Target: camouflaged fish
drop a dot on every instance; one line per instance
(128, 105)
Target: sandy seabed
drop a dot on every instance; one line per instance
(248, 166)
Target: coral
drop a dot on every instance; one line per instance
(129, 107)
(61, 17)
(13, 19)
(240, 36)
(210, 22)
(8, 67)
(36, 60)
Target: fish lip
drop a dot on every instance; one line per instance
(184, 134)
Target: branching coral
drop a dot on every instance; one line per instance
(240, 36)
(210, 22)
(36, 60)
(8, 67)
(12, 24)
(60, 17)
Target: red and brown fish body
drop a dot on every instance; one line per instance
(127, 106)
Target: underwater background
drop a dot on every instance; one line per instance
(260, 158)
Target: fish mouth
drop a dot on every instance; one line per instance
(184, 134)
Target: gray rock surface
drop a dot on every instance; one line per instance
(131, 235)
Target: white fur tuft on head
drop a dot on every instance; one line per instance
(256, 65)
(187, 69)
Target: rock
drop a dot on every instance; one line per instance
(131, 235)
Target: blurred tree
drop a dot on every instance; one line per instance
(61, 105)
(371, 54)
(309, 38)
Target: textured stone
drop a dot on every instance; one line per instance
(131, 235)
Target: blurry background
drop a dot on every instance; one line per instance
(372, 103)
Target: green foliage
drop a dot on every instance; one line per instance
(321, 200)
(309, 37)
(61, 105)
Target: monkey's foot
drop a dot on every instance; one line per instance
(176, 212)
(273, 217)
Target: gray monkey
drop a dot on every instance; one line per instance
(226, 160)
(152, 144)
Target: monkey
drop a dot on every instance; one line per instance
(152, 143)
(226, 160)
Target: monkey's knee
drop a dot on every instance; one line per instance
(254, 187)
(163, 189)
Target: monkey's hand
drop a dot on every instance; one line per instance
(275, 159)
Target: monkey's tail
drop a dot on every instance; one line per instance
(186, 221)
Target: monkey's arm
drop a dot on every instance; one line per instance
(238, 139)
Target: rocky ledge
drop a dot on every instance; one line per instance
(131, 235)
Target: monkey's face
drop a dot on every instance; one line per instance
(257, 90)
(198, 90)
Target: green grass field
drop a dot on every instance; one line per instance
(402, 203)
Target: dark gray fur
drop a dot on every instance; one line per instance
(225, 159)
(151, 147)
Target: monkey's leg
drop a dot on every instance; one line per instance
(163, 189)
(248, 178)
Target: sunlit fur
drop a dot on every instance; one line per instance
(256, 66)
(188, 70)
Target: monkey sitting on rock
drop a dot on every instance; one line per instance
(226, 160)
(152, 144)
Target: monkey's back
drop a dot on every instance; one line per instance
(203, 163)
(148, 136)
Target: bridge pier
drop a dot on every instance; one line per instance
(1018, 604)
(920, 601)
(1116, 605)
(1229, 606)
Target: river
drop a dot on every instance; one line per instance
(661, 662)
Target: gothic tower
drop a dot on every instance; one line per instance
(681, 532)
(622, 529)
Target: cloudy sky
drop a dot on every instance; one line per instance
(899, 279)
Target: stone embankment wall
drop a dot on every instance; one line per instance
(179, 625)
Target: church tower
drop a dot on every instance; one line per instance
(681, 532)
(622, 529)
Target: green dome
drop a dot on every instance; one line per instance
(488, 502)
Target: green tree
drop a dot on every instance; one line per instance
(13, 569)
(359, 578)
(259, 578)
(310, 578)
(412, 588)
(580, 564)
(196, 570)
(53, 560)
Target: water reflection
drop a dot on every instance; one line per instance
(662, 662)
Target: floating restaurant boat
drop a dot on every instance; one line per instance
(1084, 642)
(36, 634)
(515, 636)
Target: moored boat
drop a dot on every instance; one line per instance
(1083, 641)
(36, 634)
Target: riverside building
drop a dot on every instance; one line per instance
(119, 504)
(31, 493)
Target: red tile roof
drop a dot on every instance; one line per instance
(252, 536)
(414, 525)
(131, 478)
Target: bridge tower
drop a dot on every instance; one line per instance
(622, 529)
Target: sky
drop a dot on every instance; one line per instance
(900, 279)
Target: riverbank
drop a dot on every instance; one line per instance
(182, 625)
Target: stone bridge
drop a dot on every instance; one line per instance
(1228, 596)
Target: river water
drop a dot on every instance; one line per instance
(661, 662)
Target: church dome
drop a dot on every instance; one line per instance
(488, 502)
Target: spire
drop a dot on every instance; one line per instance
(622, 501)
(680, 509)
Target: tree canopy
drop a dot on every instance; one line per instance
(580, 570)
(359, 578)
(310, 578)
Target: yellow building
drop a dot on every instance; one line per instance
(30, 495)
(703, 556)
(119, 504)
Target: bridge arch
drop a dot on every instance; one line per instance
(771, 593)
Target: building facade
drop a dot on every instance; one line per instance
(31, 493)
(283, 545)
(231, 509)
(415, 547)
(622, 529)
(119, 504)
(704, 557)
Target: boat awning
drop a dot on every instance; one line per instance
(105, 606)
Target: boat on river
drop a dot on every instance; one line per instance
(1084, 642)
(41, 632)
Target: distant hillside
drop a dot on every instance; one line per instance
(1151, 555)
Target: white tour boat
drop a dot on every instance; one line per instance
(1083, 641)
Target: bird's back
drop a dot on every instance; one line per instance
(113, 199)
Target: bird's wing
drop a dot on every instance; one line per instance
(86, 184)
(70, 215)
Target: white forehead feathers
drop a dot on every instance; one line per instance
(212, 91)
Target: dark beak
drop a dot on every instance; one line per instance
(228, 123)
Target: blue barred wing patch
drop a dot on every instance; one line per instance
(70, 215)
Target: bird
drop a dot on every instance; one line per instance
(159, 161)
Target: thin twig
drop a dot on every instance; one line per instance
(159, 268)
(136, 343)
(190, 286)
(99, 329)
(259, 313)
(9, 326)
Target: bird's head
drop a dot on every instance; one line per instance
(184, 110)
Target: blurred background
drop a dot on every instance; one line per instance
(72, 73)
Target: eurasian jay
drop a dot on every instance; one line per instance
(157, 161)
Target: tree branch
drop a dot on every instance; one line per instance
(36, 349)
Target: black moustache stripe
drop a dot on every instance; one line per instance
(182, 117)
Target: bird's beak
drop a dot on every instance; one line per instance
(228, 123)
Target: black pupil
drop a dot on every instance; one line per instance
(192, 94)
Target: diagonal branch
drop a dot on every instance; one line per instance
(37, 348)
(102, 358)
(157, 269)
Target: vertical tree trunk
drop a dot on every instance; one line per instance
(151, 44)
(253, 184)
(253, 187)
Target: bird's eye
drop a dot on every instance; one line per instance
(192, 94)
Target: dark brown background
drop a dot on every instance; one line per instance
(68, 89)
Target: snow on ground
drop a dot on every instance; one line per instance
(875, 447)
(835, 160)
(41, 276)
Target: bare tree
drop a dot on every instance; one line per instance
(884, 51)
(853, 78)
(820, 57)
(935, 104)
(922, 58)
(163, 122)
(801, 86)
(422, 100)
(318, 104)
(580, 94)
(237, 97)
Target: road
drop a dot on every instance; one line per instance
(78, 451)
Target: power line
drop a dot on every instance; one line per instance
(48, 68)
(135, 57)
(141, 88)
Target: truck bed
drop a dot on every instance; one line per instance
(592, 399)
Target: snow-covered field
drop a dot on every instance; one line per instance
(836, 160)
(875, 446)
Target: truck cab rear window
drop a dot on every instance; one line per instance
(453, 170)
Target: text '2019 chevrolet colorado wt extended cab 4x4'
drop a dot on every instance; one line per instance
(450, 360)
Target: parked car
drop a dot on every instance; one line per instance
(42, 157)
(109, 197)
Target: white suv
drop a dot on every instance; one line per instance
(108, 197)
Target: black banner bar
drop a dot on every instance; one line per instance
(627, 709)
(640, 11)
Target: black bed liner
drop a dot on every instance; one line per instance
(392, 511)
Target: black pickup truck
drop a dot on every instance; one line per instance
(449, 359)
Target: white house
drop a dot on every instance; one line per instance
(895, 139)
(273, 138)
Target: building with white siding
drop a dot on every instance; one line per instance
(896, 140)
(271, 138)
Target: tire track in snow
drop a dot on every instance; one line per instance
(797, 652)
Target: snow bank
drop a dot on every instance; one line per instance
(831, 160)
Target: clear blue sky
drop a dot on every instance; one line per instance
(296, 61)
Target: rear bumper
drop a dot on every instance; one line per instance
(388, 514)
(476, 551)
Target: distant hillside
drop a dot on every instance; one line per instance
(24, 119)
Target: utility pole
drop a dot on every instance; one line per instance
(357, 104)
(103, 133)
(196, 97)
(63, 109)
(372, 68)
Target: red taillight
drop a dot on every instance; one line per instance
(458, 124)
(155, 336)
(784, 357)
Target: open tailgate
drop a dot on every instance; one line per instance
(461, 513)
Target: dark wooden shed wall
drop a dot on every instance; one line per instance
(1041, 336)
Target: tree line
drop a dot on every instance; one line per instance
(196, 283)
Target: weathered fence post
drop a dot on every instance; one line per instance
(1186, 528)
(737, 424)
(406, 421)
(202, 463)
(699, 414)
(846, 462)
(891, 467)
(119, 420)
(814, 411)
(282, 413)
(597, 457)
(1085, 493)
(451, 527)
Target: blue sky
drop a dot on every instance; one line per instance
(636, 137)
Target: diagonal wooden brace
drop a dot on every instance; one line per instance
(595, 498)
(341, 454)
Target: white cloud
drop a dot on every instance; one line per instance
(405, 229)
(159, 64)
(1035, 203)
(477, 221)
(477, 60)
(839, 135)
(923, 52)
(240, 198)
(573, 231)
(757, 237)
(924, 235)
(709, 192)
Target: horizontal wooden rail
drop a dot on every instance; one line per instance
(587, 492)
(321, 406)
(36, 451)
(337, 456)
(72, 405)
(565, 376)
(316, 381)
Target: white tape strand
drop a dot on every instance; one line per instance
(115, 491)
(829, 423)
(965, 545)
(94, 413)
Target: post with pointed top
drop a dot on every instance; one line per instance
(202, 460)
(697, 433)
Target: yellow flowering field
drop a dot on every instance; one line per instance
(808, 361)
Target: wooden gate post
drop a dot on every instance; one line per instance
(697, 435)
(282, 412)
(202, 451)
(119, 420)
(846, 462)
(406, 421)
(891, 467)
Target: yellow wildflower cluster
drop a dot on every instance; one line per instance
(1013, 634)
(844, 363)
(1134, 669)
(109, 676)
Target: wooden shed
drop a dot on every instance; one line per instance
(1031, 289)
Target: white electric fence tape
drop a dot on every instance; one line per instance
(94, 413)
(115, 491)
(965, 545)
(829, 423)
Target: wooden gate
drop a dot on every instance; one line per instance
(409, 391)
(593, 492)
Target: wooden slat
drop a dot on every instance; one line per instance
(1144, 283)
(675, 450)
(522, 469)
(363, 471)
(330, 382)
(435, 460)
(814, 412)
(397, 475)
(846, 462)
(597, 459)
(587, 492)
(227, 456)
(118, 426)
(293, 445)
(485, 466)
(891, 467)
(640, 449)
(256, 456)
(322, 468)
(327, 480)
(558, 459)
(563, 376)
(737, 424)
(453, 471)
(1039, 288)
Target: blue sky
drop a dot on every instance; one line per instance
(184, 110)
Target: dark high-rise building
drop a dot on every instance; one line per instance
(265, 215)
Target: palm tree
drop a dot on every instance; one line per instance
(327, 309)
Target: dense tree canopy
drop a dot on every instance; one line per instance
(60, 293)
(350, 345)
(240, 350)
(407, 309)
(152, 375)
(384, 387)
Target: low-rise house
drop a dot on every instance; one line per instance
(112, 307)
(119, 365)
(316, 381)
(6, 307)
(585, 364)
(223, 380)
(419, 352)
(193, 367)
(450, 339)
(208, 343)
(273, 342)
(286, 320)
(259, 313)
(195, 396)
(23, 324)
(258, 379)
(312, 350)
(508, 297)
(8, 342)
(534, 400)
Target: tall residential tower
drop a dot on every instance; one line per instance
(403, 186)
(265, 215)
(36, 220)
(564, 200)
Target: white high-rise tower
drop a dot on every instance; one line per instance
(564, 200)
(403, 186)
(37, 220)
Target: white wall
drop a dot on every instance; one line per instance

·····

• Directions for this task
Put everything from the line containing "Target: palm tree" down to the last line of the items into a Markdown table with two columns, Number and Entry. Give each line its own numbered row, and leave out any blank lines.

• Exercise output
| Number | Entry |
|---|---|
| 1 | Target: palm tree |
| 2 | drop a dot on every instance; one line per instance |
| 3 | (327, 309) |
| 4 | Target: dense tree canopy |
| 5 | drop a dot on every instance; one line per instance |
| 6 | (60, 293) |
| 7 | (350, 345) |
| 8 | (240, 350) |
| 9 | (407, 309) |
| 10 | (152, 375) |
| 11 | (384, 387) |
| 12 | Target: low-rise house |
| 13 | drop a dot on every instance; one line per instance |
| 14 | (112, 307) |
| 15 | (119, 365) |
| 16 | (316, 381) |
| 17 | (6, 307) |
| 18 | (585, 364) |
| 19 | (223, 380) |
| 20 | (419, 352) |
| 21 | (193, 367) |
| 22 | (450, 339) |
| 23 | (208, 343) |
| 24 | (273, 342) |
| 25 | (286, 320) |
| 26 | (259, 313) |
| 27 | (195, 396) |
| 28 | (23, 324) |
| 29 | (258, 379) |
| 30 | (312, 350) |
| 31 | (508, 297) |
| 32 | (8, 342) |
| 33 | (534, 400) |
| 34 | Target: tall residential tower |
| 35 | drop a dot on every instance; one line per instance |
| 36 | (403, 186) |
| 37 | (265, 215) |
| 38 | (36, 220) |
| 39 | (564, 200) |
| 40 | Target: white high-rise tower |
| 41 | drop a dot on every instance; one line per instance |
| 42 | (564, 200) |
| 43 | (403, 186) |
| 44 | (37, 220) |
| 45 | Target: white wall |
| 46 | drop a dot on every instance; one line per instance |